── Entries supplied

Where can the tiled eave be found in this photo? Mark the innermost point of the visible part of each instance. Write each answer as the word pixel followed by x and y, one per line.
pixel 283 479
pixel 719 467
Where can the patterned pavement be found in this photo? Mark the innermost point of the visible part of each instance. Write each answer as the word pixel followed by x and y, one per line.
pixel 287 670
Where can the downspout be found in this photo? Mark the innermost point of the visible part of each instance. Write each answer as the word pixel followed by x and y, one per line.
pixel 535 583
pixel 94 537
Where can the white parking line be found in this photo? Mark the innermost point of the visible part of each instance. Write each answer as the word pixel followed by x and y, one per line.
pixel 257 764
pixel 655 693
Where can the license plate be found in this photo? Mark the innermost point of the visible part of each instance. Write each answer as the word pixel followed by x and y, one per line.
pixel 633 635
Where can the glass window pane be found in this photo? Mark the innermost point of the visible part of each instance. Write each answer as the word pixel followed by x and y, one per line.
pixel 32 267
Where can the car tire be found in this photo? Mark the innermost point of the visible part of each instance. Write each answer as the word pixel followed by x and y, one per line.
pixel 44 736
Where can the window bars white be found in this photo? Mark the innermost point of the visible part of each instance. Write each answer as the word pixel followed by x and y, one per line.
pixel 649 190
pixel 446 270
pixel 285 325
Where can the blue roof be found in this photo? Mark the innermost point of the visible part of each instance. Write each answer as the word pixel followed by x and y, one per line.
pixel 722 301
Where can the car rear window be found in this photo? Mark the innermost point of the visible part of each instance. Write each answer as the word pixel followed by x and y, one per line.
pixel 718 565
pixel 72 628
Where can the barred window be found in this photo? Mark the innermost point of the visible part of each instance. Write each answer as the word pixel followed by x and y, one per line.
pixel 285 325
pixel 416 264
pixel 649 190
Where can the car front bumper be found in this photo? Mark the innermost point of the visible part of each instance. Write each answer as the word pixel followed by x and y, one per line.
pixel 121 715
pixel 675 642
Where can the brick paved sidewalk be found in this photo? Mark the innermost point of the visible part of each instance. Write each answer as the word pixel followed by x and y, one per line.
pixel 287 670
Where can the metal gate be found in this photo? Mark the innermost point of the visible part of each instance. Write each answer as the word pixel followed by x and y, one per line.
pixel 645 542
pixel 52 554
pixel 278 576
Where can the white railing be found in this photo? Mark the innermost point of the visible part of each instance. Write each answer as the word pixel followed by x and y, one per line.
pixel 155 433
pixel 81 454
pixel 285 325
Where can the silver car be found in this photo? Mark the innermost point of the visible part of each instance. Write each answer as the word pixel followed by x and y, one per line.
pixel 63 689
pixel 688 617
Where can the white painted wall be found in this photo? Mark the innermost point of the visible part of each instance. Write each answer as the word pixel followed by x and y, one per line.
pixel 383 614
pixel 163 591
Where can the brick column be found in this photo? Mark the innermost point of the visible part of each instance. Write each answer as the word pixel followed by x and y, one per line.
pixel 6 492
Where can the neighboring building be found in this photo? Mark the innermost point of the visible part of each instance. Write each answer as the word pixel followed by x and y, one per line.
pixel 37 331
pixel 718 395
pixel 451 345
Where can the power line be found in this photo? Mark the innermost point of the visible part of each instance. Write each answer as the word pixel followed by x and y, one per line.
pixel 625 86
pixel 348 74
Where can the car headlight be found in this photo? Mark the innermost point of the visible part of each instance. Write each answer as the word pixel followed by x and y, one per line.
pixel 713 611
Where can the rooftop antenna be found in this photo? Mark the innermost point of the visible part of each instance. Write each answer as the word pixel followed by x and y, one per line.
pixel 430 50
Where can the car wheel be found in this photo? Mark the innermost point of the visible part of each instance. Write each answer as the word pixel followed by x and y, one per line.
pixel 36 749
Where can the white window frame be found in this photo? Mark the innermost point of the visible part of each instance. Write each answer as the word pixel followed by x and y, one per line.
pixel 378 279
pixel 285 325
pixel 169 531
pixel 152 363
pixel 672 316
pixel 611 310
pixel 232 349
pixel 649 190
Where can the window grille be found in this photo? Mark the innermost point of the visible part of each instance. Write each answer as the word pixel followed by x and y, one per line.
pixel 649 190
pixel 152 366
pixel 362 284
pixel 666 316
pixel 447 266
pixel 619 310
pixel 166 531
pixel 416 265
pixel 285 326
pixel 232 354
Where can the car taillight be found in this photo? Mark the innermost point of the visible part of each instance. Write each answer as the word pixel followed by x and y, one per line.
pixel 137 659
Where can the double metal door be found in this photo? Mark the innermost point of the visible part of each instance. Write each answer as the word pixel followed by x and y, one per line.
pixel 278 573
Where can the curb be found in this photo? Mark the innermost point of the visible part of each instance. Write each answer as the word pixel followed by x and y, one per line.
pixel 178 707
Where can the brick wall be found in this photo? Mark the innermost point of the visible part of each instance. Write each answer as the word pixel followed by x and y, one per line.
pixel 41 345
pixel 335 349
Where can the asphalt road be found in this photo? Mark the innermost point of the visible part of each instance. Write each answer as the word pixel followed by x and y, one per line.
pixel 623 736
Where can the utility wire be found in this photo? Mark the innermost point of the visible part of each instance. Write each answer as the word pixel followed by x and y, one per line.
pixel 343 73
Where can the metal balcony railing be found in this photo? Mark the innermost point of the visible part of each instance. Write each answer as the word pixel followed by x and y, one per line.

────

### Your objective
Print the lines of the listing starting with the line that contains "Where can the car rear" and going on through the line that contains "pixel 688 617", both included, reproducing each one exactly.

### Solution to this exercise
Where can the car rear window be found in this photo? Mark the innermost point of the visible part of each instance. Write each answer as the word pixel followed by x and y, one per line.
pixel 718 565
pixel 72 628
Where can the barred window be found in this photo? Mark the innermost point of the visible part of each instance. Write each answer as the word pixel followed by x and y, one per line.
pixel 285 325
pixel 416 264
pixel 649 190
Where can the car front bumper be found in this photo? Mark the innermost point of the visible part of each instance. Write each answer as the word pixel followed by x and y, one per line.
pixel 121 715
pixel 675 642
Where can the brick paved sidewalk be found in this photo? Mark the innermost point of the visible part of each instance. Write each answer as the word pixel followed by x and y, one per line.
pixel 287 670
Where can the metal gate be found in this photo? Mark the innermost point of the visible part of each instance. Write each answer as the word pixel followed by x and y, one per line.
pixel 645 542
pixel 52 554
pixel 278 576
Where can the white railing be found in this photo? Mark the innermost point of the visible part of each instance. Write each answer as the word pixel followed by x and y, one per line.
pixel 155 433
pixel 81 454
pixel 285 325
Where can the silver car be found in this photo? Mark the innermost point of the visible part of each instance. Write each answer as the word pixel followed by x and y, one per line.
pixel 63 689
pixel 688 617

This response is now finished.